Extrait du document
--- --- ---
UNIONDALE, New York - Le volcan vrombissait depuis le 1er juillet dernier.

 

Pendant ces huit longs mois, le mélange hautement toxique et volatile de colère, de frustration, et d’un brin d’humiliation qui bouillonnait dans le cœur des partisans des Islanders s’est transformé en haine profonde. Il ne restait plus qu’à attendre l’éruption.

 

Comme prévu, elle a coïncidé avec le retour de l’enfant prodigue qui a sauvé une franchise qui n’allait nulle part lorsque l’ancien directeur général des Islanders a fait de Tavares le tout premier choix au repêchage de la cuvée 2009, mais qui lui a finalement tourné le dos l’été dernier en profitant de son autonomie complète pour signer le contrat de sa vie avec l’équipe de son enfance : les Maple Leafs de Toronto.

 

Il ne restait qu’à attendre la force de l’éruption.

 

Sur le coup de 17 h 30, lorsque les responsables de la sécurité ont lancé sur les radios de leurs employés : « Attention! Attention! On ouvre les portes », on a vite compris que l’éruption serait puissante. Très puissante.

 

De trou de c... à Puck You!
--- --- ---
Extraits de données
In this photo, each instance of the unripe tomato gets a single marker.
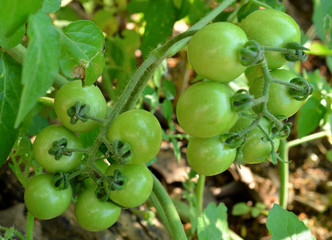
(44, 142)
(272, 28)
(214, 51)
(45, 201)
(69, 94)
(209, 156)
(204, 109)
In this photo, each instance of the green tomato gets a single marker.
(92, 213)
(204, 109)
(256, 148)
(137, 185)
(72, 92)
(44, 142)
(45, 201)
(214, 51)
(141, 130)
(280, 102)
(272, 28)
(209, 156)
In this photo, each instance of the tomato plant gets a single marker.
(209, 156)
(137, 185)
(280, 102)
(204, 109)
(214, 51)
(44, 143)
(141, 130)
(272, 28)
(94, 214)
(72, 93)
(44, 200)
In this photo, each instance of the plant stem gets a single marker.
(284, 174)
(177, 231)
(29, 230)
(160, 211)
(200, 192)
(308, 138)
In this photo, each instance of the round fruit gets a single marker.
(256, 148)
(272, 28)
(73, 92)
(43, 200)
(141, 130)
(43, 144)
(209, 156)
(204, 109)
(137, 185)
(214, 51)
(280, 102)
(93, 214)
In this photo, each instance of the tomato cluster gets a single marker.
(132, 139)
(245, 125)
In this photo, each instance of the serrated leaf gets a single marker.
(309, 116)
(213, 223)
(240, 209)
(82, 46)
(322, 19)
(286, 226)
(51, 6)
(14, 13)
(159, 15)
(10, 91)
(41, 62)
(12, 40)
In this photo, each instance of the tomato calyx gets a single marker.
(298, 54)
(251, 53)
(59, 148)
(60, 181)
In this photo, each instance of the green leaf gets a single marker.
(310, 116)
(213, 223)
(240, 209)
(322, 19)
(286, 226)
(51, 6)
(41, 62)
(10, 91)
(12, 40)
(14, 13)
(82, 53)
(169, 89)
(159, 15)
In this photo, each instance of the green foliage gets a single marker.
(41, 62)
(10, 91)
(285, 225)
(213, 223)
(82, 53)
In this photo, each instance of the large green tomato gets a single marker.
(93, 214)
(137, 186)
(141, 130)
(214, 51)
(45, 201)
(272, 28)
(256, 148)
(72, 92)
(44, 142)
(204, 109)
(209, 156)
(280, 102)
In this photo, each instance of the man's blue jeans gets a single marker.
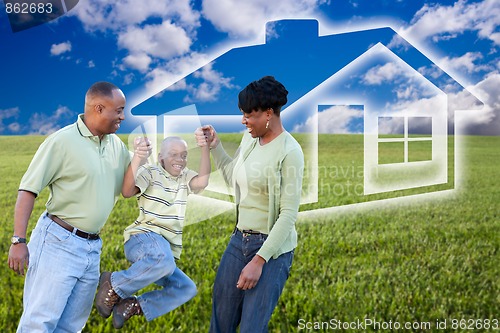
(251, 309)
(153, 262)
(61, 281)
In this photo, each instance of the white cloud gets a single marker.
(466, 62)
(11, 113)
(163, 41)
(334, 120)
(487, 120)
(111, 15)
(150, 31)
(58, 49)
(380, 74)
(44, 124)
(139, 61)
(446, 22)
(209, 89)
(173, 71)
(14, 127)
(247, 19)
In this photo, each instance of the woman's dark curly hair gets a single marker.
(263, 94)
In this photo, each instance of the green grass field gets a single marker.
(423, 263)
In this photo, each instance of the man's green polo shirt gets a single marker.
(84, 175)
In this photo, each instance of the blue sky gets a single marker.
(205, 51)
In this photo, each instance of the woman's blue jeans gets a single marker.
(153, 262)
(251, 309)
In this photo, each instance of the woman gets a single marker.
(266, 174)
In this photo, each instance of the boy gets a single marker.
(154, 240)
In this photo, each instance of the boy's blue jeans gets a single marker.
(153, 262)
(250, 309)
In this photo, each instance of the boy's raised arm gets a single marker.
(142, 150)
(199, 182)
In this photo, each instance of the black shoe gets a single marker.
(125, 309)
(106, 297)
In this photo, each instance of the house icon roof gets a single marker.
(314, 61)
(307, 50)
--- --- ---
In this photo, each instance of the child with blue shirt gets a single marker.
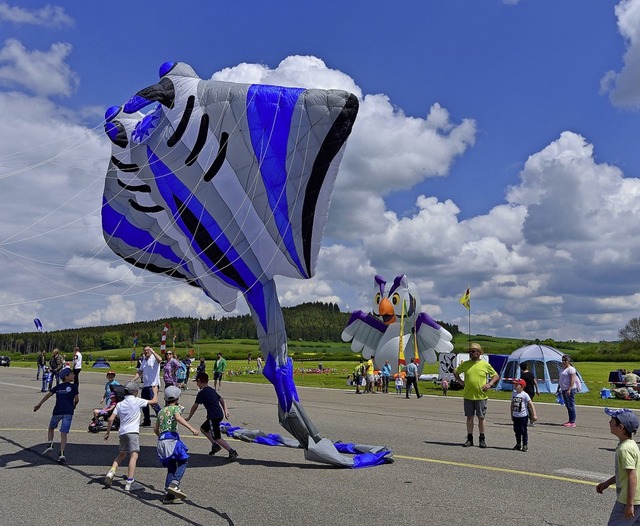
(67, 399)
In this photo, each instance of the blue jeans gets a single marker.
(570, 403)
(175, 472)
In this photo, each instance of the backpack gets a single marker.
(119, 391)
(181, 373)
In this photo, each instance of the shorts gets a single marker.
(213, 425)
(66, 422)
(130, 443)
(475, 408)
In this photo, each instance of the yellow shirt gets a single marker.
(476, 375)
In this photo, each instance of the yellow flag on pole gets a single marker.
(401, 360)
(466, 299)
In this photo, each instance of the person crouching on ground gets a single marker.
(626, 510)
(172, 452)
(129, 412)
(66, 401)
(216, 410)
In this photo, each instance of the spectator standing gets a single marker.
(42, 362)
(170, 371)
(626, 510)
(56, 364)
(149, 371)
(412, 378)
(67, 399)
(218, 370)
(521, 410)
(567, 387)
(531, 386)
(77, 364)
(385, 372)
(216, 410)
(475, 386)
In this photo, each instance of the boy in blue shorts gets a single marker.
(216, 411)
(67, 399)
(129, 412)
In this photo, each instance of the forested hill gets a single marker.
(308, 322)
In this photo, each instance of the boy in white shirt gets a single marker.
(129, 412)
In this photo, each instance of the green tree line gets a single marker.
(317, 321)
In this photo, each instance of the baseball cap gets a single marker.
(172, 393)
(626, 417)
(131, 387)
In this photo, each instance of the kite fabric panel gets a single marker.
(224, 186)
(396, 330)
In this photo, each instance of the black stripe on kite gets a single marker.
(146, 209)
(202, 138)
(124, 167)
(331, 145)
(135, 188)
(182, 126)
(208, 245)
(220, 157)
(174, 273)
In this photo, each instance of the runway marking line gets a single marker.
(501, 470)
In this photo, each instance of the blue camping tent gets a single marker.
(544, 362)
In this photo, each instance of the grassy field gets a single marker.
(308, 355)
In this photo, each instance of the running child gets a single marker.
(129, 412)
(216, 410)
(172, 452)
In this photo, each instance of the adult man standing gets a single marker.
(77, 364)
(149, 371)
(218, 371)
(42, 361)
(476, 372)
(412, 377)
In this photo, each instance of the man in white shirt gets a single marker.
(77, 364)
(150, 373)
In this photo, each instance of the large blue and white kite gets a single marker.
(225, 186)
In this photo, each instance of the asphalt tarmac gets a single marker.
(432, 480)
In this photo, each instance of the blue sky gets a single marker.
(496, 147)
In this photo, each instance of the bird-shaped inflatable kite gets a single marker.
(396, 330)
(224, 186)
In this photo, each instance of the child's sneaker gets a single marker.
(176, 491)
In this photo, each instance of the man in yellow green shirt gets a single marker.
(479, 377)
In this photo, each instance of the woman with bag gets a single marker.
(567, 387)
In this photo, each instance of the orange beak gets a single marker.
--- --- ---
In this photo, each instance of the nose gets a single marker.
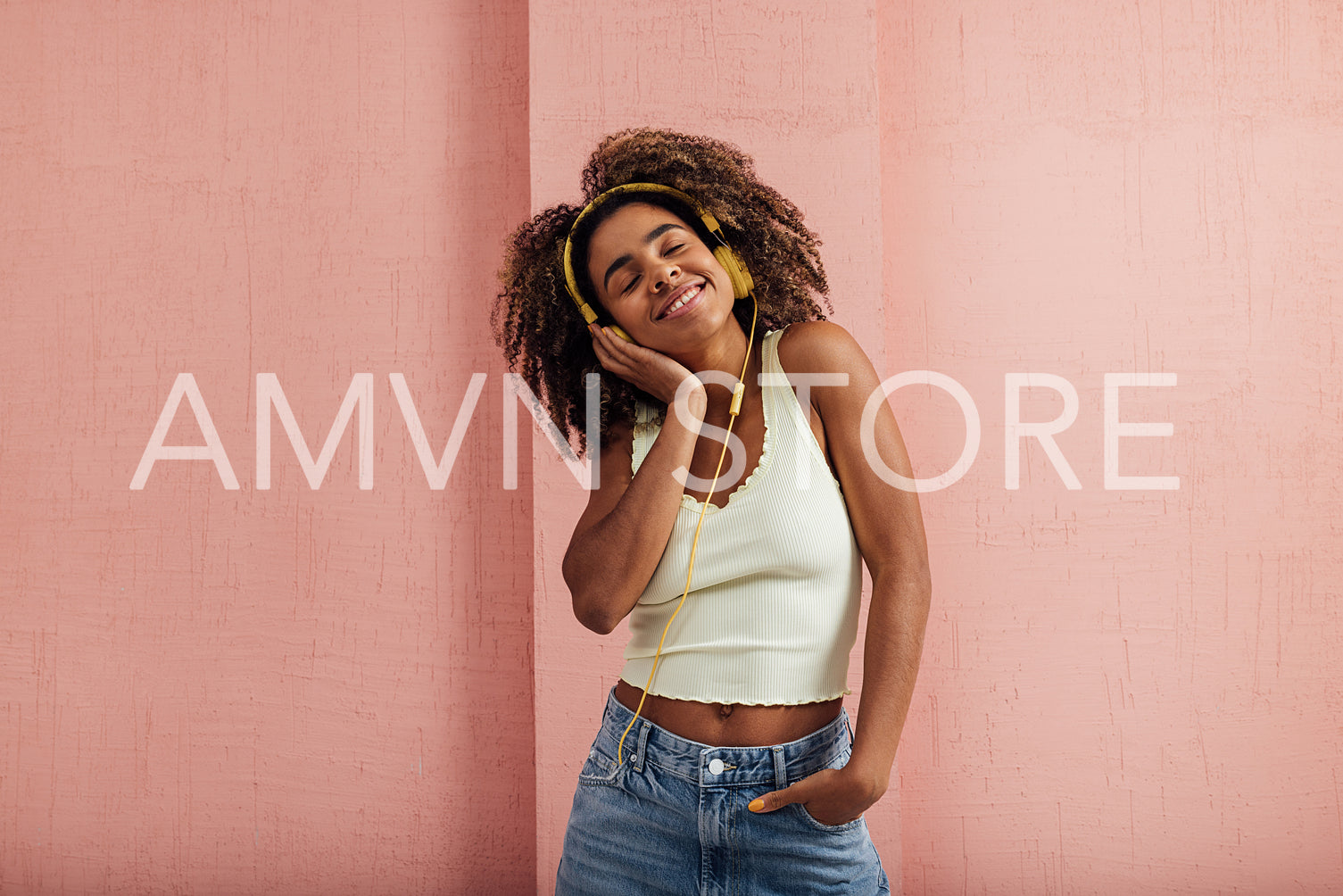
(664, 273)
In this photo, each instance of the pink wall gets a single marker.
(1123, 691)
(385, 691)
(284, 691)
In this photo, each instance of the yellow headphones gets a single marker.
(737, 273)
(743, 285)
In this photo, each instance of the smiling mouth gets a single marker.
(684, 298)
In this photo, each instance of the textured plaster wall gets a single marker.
--- --- ---
Consigne
Poursuivez l'article sur le retour de Tavares à Uniondale à partir de l'endroit où il s'arrête. Les enregistrements constituent un matériel distinct de l'article.

Réponse
Au-dessus des dizaines, centaines et peut-être des quelques milliers de chandails arborant le numéro 91, le nom Tavares avait été remplacé ici par le mot « traître », là par le mot « menteur », là-bas par le mot « trou de... ». Je vous fais grâce des quolibets plus imagés encore. Du style « Puck You », mais en troquant la 16e lettre de l’alphabet par la sixième. Mettons!

 

Après être allés faire le plein de bières, histoire de bien attiser le volcan qui était sur le point d’exploser, les partisans sont vite allés se masser le long des baies vitrées en vue de la période d’échauffement en chantant en chœur une bienvenue toute particulière au héros d’hier. Ils n’étaient pas seulement, 20, 50, 100 massés dans un coin de la patinoire pour accueillir le « zéro » du jour. Que non! Ils étaient entassés sur 10 à 12 rangées de largeur tout autour de la patinoire. Et ça, c’était une demi-heure avant la période d’échauffement.

 

C’était presque beau à voir.

 

C’est là qu’on a eu droit à une première éruption. Dès que le gardien Garret Sparks a annoncé l’arrivée des joueurs des Leafs pour la période d’échauffement, les huées ont commencé. Lorsque Tavares est apparue, les fans de sont déchaînés.

 

Et ils n’ont jamais arrêté.

 

Pas simplement du début à la fin de l’échauffement. Ça non! Mais aussi du début à la fin du match. Chaque fois qu’il a posé les patins sur la glace, Tavares a été hué. Chaque fois qu’il s’approchait de la rondelle, Tavares était hué.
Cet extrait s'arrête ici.